Exercise = In the entries that follow, how many lines include "clicks"? Give the number and nothing else.

═════ Exercise input ═════

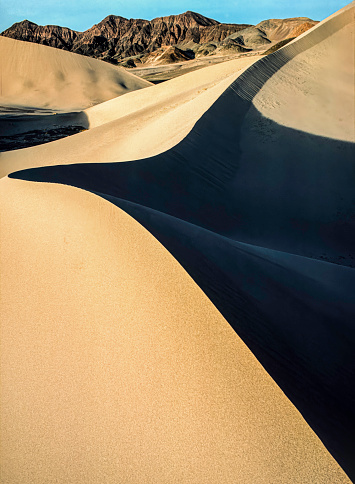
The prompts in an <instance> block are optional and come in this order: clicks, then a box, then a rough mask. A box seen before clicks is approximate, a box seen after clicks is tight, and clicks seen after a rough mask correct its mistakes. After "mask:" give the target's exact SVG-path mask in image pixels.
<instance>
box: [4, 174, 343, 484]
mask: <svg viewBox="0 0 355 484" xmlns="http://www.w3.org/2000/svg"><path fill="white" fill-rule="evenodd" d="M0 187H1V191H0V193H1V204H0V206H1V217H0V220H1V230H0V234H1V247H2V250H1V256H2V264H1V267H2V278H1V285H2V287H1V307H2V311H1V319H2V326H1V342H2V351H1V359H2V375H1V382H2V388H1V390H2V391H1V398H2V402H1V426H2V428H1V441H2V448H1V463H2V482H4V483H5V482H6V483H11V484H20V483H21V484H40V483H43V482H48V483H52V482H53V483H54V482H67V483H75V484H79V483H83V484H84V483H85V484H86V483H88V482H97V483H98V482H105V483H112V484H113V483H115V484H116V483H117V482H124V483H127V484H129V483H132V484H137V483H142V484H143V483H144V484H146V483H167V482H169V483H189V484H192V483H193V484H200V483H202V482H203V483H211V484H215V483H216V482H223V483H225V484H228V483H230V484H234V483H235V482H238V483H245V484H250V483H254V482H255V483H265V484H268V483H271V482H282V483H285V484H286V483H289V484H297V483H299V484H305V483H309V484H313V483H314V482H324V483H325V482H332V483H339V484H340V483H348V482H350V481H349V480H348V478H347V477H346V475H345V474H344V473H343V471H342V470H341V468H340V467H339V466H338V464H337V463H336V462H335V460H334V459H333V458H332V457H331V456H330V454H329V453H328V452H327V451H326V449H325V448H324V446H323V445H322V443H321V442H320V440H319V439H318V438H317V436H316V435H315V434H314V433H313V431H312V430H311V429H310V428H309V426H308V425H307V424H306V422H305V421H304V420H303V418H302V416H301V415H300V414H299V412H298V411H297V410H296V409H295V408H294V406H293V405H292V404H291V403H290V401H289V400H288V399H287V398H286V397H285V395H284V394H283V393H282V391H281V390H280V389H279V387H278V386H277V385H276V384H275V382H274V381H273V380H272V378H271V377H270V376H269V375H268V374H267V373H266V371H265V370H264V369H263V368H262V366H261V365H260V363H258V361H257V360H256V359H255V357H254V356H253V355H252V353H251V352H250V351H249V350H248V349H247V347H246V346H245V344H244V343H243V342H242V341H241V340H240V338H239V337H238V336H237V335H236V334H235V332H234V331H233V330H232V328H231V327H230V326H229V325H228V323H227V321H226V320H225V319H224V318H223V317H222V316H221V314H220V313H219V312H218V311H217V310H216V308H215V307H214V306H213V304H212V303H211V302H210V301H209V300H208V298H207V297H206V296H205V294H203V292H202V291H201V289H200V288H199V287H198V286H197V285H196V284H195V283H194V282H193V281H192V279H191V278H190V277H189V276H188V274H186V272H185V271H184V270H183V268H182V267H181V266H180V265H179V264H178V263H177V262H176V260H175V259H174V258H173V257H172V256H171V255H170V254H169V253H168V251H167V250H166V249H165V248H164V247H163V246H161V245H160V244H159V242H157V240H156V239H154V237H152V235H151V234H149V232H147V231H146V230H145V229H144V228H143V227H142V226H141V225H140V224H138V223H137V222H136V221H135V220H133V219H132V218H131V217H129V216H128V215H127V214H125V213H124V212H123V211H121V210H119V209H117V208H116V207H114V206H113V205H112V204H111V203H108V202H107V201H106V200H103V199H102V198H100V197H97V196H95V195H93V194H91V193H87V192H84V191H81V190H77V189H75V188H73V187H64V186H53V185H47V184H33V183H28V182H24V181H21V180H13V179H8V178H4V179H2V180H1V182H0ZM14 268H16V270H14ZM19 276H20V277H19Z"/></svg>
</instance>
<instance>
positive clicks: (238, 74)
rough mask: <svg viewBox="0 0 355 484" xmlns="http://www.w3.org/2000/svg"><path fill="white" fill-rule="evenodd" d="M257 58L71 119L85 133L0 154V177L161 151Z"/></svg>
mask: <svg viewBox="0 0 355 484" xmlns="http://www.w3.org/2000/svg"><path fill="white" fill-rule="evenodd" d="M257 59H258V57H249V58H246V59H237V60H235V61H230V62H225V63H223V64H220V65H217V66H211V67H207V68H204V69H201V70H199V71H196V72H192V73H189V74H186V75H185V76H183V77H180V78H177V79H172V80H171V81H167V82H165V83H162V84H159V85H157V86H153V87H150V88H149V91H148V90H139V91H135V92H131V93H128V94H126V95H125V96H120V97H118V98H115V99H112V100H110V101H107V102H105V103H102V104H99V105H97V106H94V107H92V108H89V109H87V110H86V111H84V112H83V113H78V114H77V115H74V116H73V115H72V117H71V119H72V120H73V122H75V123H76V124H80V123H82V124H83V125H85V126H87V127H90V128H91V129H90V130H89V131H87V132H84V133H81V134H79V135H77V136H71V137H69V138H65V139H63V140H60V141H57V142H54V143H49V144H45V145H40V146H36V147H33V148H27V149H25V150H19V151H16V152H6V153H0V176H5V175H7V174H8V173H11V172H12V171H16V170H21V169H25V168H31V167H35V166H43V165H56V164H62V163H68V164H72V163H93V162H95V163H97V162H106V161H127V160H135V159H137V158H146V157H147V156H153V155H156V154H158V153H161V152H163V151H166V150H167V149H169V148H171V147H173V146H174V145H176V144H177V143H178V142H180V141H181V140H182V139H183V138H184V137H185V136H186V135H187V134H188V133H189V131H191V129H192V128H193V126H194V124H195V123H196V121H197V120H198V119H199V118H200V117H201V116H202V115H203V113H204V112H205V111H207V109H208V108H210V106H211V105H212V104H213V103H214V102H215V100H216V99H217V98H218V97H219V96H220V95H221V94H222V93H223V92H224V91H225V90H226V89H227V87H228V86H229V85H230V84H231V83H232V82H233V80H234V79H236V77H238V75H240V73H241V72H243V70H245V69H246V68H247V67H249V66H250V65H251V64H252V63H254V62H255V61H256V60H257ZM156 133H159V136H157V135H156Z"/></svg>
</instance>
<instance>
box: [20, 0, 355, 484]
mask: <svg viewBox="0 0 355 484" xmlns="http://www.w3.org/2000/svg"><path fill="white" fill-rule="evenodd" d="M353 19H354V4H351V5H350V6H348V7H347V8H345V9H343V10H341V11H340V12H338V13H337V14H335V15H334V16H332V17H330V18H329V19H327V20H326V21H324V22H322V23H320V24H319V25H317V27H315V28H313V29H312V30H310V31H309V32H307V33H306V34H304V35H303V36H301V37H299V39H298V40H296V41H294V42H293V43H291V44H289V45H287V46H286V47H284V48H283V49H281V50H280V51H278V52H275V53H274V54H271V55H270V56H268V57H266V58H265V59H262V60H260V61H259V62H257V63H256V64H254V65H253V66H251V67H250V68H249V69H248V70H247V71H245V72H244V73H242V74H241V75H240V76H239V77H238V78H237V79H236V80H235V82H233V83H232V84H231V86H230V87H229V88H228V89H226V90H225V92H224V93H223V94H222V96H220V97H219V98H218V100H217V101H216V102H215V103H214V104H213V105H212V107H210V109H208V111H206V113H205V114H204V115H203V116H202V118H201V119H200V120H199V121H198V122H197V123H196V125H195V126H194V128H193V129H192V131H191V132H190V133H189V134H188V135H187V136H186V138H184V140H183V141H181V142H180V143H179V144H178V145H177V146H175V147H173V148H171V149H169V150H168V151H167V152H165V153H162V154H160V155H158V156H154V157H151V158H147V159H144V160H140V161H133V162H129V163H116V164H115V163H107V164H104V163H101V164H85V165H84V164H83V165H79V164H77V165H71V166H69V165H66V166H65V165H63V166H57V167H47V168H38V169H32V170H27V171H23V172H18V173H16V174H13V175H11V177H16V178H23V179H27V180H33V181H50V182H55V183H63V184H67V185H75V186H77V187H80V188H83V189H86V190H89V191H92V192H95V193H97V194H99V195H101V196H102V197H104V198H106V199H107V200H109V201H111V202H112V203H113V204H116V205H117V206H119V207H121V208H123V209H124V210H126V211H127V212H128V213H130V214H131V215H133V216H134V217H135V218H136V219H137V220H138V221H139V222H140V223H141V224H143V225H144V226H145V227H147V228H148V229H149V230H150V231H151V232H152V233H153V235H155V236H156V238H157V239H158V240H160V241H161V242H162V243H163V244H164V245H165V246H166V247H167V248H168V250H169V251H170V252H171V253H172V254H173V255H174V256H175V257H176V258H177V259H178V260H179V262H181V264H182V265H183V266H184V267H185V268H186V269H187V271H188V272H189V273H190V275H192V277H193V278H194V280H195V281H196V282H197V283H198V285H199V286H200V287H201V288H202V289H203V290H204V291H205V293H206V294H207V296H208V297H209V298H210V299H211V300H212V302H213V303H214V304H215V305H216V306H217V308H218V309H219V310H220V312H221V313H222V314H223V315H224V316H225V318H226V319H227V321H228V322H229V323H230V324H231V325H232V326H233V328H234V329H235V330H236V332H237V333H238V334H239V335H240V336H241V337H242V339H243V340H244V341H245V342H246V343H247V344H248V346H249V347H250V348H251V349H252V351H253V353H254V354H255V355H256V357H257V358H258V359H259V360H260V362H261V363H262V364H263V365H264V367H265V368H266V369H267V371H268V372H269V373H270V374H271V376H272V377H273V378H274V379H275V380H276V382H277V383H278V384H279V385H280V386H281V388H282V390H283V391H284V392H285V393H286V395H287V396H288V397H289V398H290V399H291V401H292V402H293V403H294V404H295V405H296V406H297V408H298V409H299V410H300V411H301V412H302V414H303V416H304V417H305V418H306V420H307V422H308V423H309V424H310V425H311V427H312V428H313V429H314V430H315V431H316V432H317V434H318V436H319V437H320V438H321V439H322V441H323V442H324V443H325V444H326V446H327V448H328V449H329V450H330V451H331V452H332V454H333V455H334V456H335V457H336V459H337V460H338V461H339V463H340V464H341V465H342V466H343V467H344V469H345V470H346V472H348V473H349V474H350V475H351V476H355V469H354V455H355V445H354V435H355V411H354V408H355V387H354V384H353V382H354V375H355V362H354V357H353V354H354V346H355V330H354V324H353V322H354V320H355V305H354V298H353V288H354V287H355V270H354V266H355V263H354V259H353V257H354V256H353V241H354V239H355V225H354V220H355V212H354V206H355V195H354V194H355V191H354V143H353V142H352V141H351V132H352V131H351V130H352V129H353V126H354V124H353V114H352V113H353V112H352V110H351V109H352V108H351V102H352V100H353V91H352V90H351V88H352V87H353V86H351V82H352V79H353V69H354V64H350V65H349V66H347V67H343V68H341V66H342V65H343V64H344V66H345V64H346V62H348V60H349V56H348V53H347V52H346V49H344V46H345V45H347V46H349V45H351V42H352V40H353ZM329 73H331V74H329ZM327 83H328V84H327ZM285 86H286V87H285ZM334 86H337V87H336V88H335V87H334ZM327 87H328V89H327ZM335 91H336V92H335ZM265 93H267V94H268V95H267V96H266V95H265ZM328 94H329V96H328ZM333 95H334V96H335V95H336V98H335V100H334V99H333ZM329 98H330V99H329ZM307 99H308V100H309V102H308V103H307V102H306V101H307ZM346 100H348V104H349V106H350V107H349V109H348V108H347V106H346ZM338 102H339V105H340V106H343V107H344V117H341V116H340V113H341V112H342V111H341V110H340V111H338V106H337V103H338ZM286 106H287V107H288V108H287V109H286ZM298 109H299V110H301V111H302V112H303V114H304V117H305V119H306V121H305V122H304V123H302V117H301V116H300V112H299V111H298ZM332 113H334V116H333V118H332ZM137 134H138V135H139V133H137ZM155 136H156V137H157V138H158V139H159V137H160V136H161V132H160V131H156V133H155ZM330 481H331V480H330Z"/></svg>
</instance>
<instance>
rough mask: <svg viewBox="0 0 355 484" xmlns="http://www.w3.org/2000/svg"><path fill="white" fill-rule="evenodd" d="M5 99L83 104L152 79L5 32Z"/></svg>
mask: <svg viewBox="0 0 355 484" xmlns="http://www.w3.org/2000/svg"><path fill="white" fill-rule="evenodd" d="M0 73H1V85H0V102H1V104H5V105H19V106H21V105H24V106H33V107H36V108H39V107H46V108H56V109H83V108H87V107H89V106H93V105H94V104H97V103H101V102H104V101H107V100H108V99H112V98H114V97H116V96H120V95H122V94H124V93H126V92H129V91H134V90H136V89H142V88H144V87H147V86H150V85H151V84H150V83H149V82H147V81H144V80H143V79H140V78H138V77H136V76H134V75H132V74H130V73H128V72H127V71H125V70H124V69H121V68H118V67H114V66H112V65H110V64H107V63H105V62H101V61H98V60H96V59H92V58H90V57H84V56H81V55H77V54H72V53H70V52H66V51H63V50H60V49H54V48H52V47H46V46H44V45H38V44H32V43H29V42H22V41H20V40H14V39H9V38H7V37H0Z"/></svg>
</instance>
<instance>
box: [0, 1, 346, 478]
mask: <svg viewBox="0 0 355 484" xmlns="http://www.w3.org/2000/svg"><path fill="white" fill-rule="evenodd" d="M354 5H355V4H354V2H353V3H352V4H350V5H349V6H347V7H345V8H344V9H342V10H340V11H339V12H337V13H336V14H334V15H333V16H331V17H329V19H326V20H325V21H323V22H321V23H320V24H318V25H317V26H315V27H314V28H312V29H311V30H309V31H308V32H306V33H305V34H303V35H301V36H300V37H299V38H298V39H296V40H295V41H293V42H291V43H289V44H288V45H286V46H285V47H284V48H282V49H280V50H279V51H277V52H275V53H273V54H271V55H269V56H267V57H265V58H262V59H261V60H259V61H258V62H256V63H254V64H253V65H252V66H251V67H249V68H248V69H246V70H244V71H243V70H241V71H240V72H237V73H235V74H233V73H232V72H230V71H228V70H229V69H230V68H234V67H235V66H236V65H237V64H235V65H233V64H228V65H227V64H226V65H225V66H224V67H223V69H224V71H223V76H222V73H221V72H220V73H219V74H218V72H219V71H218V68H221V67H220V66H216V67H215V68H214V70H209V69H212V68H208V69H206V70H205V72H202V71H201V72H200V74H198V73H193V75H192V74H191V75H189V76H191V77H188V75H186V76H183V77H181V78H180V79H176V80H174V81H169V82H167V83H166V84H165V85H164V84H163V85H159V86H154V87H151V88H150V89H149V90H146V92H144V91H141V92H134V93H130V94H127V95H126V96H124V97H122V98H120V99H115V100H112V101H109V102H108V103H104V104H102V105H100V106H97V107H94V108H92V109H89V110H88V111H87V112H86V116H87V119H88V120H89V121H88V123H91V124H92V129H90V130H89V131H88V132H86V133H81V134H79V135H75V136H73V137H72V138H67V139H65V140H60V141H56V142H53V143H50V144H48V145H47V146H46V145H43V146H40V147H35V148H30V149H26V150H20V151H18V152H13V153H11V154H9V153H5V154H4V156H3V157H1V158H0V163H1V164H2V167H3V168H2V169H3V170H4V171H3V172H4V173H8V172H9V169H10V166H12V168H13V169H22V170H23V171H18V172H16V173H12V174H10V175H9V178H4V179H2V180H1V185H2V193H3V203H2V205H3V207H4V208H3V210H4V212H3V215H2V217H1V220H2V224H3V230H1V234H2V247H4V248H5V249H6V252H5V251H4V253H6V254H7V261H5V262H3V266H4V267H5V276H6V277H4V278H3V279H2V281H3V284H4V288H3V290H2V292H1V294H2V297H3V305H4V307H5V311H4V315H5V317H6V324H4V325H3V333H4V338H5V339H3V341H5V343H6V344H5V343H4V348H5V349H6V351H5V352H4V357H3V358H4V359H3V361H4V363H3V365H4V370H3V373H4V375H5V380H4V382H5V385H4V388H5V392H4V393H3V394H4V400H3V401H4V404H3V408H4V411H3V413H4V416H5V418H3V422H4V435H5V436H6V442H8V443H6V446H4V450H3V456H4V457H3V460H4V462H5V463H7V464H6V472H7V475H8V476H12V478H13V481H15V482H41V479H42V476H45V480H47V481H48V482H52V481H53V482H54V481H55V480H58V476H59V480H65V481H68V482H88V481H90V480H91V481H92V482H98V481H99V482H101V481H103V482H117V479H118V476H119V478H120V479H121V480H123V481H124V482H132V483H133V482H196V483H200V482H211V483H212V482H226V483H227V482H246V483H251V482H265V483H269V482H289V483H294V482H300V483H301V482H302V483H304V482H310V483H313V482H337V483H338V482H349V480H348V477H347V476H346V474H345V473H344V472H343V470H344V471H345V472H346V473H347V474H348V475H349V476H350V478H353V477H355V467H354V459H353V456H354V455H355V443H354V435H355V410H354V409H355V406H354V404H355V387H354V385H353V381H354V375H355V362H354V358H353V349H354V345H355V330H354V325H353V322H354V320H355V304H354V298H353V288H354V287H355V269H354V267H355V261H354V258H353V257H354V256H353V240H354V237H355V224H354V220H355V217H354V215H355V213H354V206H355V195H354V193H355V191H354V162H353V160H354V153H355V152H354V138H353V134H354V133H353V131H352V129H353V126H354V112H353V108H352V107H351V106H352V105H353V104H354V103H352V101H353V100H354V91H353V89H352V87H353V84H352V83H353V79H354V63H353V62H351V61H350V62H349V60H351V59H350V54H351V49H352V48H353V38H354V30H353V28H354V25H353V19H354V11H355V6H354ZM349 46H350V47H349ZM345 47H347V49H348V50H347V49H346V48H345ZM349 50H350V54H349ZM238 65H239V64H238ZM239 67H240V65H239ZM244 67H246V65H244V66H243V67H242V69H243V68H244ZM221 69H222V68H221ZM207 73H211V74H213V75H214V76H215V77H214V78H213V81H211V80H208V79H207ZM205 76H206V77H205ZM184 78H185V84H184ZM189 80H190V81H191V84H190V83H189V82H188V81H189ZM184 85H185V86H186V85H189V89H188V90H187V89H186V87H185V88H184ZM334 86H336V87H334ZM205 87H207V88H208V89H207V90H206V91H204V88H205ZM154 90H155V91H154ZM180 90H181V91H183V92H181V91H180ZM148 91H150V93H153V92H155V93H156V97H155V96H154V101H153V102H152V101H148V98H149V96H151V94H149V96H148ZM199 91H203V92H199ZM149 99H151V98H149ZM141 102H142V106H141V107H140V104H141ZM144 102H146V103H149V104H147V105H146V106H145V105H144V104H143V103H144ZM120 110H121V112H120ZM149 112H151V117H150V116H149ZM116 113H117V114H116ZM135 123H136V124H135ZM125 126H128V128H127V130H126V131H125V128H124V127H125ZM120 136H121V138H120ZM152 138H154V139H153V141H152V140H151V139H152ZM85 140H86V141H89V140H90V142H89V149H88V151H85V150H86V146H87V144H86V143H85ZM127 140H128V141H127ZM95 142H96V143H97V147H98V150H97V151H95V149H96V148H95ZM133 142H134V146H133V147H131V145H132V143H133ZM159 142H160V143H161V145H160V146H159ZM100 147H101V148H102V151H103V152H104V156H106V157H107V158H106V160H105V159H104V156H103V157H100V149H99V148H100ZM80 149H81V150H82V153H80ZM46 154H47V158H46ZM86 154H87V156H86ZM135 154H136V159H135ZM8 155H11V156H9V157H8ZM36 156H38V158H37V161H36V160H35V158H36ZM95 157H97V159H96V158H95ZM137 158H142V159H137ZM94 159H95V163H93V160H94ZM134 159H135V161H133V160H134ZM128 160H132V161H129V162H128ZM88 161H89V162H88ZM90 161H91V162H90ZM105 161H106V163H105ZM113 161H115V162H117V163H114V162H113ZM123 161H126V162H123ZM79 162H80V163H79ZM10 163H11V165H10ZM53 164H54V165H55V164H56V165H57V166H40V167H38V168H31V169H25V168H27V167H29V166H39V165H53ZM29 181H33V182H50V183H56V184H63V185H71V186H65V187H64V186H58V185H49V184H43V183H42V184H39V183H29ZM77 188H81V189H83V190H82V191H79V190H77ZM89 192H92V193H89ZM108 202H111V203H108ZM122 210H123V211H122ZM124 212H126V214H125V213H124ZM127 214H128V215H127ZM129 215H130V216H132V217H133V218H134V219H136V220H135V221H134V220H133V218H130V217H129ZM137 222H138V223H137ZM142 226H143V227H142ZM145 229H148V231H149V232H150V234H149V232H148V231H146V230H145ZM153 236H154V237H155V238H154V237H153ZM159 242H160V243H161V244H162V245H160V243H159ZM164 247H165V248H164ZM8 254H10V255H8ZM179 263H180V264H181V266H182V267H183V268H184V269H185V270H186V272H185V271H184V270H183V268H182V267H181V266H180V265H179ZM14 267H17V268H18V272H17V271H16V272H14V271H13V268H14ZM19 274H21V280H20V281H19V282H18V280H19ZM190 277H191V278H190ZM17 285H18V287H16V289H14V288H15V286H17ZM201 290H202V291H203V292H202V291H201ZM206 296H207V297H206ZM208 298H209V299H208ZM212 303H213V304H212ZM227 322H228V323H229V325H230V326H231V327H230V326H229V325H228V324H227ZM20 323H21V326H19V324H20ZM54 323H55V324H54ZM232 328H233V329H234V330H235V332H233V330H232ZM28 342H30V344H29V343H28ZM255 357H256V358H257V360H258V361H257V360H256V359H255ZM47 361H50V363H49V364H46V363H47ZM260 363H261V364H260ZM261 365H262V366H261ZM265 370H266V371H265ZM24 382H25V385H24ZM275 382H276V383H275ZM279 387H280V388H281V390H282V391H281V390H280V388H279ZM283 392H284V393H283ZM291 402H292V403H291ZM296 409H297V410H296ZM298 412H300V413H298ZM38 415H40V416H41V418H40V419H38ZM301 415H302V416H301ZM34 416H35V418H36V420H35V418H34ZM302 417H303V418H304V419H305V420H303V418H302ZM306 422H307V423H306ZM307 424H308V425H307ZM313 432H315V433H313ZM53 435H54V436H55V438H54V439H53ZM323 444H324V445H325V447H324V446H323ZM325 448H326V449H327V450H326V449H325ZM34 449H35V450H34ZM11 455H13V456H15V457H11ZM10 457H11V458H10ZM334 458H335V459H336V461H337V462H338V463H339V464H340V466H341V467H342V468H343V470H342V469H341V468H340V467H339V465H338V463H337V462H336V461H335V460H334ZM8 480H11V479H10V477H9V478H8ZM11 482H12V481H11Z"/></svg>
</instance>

═════

Answer box = 2